# Exercise objective
Give back every record exactly, images excluded.

Saved data entries
□ □ □ □ □
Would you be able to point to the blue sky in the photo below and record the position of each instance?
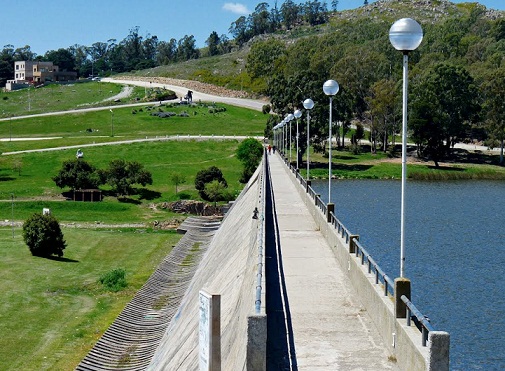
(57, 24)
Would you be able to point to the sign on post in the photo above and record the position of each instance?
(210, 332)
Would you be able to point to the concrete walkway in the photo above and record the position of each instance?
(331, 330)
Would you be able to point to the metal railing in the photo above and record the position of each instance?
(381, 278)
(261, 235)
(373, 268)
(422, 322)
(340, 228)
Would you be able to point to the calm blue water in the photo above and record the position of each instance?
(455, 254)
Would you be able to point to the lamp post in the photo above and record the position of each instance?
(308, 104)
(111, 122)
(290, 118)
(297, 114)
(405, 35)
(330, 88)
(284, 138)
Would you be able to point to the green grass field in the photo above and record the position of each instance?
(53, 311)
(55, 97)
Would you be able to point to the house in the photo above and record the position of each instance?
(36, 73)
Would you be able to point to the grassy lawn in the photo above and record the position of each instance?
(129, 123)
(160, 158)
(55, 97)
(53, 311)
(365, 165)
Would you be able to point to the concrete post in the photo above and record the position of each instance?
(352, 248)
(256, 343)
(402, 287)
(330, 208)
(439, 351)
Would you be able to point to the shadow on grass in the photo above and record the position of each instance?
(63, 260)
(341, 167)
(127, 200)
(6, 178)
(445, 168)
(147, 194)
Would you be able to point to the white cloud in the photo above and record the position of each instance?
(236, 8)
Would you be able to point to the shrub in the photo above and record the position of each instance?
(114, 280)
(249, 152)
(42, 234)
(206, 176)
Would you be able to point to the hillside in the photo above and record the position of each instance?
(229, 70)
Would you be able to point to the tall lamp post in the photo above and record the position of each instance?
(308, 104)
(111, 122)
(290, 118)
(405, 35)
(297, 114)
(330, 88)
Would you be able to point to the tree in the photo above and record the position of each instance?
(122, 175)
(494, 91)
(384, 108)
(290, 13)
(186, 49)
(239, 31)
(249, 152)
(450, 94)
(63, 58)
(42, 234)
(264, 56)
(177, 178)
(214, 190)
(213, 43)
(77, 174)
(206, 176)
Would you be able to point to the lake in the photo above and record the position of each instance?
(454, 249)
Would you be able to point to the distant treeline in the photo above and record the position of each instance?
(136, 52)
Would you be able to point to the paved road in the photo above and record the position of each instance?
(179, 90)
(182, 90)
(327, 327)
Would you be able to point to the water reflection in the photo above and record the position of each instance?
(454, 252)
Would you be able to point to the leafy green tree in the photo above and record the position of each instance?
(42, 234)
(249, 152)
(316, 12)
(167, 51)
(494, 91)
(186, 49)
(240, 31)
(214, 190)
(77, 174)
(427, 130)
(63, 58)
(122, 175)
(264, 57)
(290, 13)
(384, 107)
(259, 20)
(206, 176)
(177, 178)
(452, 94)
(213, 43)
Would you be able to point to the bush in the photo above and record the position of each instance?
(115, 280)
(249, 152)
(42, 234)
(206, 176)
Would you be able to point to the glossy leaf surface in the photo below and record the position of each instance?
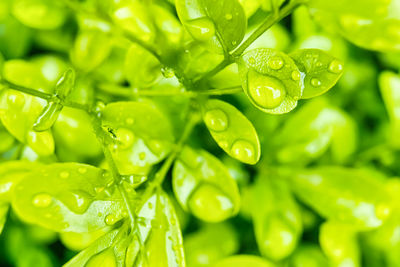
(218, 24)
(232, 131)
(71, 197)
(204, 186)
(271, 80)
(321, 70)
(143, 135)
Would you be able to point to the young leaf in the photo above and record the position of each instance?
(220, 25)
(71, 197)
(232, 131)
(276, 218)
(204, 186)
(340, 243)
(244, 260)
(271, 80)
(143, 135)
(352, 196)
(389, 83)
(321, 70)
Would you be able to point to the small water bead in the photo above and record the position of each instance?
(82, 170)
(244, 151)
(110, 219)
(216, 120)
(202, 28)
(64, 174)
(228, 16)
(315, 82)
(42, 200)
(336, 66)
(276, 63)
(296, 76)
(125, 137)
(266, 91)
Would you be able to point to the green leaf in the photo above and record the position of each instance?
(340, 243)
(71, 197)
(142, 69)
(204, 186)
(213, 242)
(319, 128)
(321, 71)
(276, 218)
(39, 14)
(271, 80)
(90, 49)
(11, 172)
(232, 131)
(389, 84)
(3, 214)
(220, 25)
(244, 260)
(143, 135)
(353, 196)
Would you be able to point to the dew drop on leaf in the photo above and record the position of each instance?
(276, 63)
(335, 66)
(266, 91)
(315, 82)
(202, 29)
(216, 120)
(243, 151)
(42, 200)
□ □ □ □ □
# Solution to this task
Would you be able to point to the blue sky in the photo below and record the position of each instance?
(57, 24)
Would you be able to point to the sign on post in the photo above and record the position of each instance?
(210, 332)
Would you be able to point to the concrete walkway in the photo above and record the position of each instance?
(331, 330)
Would you be able to point to the metal railing in the photo above and record the position of each instance?
(381, 278)
(261, 235)
(373, 268)
(422, 322)
(340, 228)
Would you be able to point to the calm blue water in the photo above and record the position of each instance?
(455, 254)
Would you be able to point to the lamp post in the photo above and record the position of each instance?
(308, 104)
(111, 122)
(290, 118)
(297, 114)
(405, 35)
(330, 88)
(284, 138)
Would you be able to point to the green grass field in the photo above and record the position of each instance?
(53, 311)
(55, 97)
Would you be able to point to the house in the photo above and record the position of each instance?
(36, 73)
Would you be able to point to the grassy lawn in the photo above and record the position of each instance?
(129, 123)
(160, 158)
(55, 97)
(53, 311)
(365, 165)
Would you be able to point to the concrete post in the photo above and record the position of each instance?
(352, 248)
(256, 343)
(402, 287)
(330, 208)
(439, 351)
Would you be able to point to the shadow on grass in the photo above and record the position of each instance?
(63, 260)
(341, 167)
(127, 200)
(6, 178)
(445, 168)
(147, 194)
Would you be able to point to the white cloud in the photo above and record the position of each instance?
(236, 8)
Would you be able to point to the shrub in the photo above and record the position of each instance?
(114, 280)
(249, 152)
(42, 234)
(206, 176)
Would you be able to point to the hillside in the photo above and record the position of each instance?
(229, 70)
Would you be able to point to the tall lamp post in the photo above and record the position of each instance?
(308, 104)
(111, 122)
(290, 118)
(405, 35)
(297, 114)
(330, 88)
Would you be able to point to the tree in the photo above and record the position of each instance?
(122, 175)
(494, 91)
(384, 108)
(290, 13)
(186, 49)
(239, 31)
(249, 152)
(450, 94)
(63, 58)
(42, 234)
(264, 56)
(177, 178)
(214, 190)
(213, 43)
(77, 174)
(206, 176)
Would you be able to point to the lake in the photo above and record the position of each instance?
(454, 249)
Would you be able to point to the distant treeline in the photo above and record the position of each instance?
(136, 52)
Would you be able to point to the paved road in the photo above and record the position of each instance?
(179, 90)
(182, 90)
(327, 327)
Would you be able to point to the water reflection in the photo above and record the position of each instance?
(454, 252)
Would you be able to point to the leafy green tree in the photo above and record the position of each instance?
(42, 234)
(249, 152)
(316, 12)
(167, 51)
(494, 91)
(186, 49)
(240, 31)
(214, 190)
(77, 174)
(427, 130)
(63, 58)
(122, 175)
(264, 57)
(290, 13)
(384, 107)
(259, 20)
(206, 176)
(177, 178)
(452, 94)
(213, 43)
Would you be able to point to the bush in the photo above and record the position of each instance?
(115, 280)
(249, 152)
(42, 234)
(206, 176)
Would you be able to point to the glossy leaf surface in the photo below and record the position of each instance?
(218, 24)
(232, 131)
(71, 197)
(204, 186)
(271, 80)
(321, 70)
(143, 135)
Would you be able to point to the young leaf in the photo above and record the position of each instance?
(220, 25)
(71, 197)
(232, 131)
(276, 218)
(204, 186)
(340, 243)
(244, 260)
(271, 80)
(143, 135)
(352, 196)
(389, 83)
(321, 70)
Would you be able to point to the small water bead in the photo above and record the position of each instance?
(82, 170)
(244, 151)
(110, 219)
(216, 120)
(202, 28)
(64, 174)
(228, 16)
(315, 82)
(42, 200)
(336, 66)
(276, 63)
(296, 76)
(125, 137)
(266, 91)
Would you be able to point to the green leaf in the photo above and record the position of each instance?
(340, 243)
(71, 197)
(142, 69)
(204, 186)
(213, 242)
(319, 128)
(321, 71)
(276, 218)
(39, 14)
(271, 80)
(90, 49)
(11, 172)
(232, 131)
(389, 84)
(3, 214)
(220, 25)
(244, 260)
(143, 135)
(353, 196)
Would you be able to point to the dew drop on leaf in the photo above and record the position of each instance?
(276, 63)
(335, 66)
(266, 91)
(315, 82)
(202, 29)
(216, 120)
(243, 151)
(42, 200)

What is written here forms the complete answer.